**REQUIRED WORK:**
Please swap "pixel position" for "pixel coordinate" in the stretch of data from the line containing "Expected: for every instance of the baseboard" through the end of the data, and leave everything else unchanged. Return only those lines.

--- START EXCERPTED DATA ---

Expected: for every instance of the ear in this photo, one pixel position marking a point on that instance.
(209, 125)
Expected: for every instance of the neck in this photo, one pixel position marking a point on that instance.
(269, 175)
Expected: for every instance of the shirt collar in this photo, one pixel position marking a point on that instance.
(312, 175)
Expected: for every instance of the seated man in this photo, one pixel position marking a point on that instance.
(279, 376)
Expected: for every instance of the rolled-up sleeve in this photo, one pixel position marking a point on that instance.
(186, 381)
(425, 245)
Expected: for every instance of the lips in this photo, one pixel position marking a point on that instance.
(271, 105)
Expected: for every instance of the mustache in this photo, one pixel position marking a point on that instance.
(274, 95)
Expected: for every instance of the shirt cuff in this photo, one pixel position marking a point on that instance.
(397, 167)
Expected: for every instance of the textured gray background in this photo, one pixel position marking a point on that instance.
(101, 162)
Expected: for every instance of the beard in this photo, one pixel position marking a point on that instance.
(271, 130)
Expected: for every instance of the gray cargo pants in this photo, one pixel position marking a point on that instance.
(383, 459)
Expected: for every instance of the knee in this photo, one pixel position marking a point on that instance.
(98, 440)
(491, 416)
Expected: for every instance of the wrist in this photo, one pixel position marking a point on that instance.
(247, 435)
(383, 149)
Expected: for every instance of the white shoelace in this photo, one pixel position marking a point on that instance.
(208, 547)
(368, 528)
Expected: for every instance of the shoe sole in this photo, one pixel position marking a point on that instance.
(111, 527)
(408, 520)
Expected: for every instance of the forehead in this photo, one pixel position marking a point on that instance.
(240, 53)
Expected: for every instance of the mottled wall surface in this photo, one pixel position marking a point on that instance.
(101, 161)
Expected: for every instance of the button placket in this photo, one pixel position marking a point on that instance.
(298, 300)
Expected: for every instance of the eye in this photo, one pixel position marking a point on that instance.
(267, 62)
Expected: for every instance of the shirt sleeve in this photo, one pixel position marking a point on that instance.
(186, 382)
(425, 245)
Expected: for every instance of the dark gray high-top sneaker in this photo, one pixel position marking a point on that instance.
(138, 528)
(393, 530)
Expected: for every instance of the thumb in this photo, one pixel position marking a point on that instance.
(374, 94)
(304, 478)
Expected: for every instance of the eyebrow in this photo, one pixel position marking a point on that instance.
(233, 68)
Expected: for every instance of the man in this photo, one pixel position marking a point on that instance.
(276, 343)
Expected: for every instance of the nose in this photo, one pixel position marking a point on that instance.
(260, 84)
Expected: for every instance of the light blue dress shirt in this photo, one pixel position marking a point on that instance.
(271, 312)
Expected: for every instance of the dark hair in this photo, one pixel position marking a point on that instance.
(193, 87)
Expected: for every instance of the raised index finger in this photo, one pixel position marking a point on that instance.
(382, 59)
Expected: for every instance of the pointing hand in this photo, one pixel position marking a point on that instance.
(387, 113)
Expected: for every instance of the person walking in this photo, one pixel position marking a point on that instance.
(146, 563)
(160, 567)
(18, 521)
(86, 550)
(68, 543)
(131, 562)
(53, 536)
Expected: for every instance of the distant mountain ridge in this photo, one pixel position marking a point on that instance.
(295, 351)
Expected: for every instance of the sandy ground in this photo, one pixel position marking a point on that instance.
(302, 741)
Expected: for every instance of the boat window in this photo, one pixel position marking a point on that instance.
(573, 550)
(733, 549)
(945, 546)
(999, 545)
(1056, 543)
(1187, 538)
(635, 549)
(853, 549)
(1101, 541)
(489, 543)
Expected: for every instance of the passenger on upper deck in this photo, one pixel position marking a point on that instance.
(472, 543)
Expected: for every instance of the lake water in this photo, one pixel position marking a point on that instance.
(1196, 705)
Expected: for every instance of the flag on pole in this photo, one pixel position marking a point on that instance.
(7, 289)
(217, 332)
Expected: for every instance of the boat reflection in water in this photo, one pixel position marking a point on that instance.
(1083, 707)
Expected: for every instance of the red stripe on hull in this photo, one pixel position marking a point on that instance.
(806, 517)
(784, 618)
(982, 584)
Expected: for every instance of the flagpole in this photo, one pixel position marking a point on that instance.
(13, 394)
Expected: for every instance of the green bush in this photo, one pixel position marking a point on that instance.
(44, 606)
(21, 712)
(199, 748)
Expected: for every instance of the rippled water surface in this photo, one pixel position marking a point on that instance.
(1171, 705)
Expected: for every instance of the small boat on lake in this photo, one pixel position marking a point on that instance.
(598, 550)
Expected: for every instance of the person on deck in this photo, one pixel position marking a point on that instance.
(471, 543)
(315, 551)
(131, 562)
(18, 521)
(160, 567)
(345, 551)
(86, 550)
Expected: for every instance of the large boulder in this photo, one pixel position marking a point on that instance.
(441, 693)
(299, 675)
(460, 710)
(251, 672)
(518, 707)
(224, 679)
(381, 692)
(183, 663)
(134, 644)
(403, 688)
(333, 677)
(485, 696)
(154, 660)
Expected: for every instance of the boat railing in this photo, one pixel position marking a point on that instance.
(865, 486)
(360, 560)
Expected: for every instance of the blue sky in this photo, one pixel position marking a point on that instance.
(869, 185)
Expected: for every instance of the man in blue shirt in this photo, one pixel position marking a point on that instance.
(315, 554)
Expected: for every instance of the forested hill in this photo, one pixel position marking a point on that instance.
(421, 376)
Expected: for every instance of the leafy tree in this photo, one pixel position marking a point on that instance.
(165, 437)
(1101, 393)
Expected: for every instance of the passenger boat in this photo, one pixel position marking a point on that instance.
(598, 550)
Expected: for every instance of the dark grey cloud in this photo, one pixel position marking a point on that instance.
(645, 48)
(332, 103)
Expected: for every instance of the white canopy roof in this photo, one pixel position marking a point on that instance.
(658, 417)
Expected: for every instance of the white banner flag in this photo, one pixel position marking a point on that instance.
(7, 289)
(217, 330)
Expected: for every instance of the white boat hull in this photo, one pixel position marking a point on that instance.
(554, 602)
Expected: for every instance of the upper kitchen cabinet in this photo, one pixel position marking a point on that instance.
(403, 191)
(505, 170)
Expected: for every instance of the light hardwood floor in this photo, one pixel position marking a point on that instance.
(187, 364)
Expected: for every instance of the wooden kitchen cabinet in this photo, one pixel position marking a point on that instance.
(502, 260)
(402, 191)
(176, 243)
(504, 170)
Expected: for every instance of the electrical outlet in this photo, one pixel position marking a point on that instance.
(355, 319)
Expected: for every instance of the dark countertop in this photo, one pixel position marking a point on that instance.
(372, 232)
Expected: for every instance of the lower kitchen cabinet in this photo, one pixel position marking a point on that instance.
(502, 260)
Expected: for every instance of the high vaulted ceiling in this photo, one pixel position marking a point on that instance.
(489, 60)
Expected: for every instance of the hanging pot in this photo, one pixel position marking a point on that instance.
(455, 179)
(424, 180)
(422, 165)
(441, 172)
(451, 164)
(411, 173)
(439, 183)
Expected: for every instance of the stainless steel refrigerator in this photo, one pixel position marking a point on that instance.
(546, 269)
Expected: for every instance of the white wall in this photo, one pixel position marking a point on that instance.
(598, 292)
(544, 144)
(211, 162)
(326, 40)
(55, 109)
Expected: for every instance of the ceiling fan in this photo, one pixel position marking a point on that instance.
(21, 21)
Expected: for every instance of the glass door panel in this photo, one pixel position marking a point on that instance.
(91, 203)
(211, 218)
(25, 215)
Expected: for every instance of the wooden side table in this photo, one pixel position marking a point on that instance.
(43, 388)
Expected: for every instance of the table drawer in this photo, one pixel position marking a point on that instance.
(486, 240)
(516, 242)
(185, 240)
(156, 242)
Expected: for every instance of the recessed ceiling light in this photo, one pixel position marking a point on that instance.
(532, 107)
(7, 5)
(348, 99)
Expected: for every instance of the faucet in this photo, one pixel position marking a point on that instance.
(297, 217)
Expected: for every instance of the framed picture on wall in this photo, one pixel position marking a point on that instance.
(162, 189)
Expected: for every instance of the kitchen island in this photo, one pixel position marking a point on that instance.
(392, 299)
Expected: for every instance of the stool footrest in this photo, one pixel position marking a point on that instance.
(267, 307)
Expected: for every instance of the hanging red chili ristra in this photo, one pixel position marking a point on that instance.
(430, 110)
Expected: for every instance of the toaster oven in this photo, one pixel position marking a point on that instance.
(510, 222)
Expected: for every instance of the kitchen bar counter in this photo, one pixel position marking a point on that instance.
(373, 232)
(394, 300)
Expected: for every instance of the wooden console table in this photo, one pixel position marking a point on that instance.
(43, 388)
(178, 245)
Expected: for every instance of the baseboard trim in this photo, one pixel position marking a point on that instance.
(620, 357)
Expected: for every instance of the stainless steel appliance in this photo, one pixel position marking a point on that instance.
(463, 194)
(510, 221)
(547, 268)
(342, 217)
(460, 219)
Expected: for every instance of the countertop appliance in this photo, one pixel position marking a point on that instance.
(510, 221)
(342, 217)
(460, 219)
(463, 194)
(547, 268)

--- END EXCERPTED DATA ---

**OUTPUT OF THE TASK:**
Expected: for every instance of the baseboard trim in this photo, one pixel coordinate marking a point on that instance.
(620, 357)
Expected: for every instance of the stainless steel appliance in this photo, one pixel coordinate marking a point on that instance.
(463, 194)
(510, 221)
(547, 268)
(342, 217)
(460, 219)
Expected: for every instance of the countertop appliance in this photo, one pixel coordinate marking a point on that instance.
(510, 221)
(342, 217)
(460, 219)
(463, 194)
(547, 268)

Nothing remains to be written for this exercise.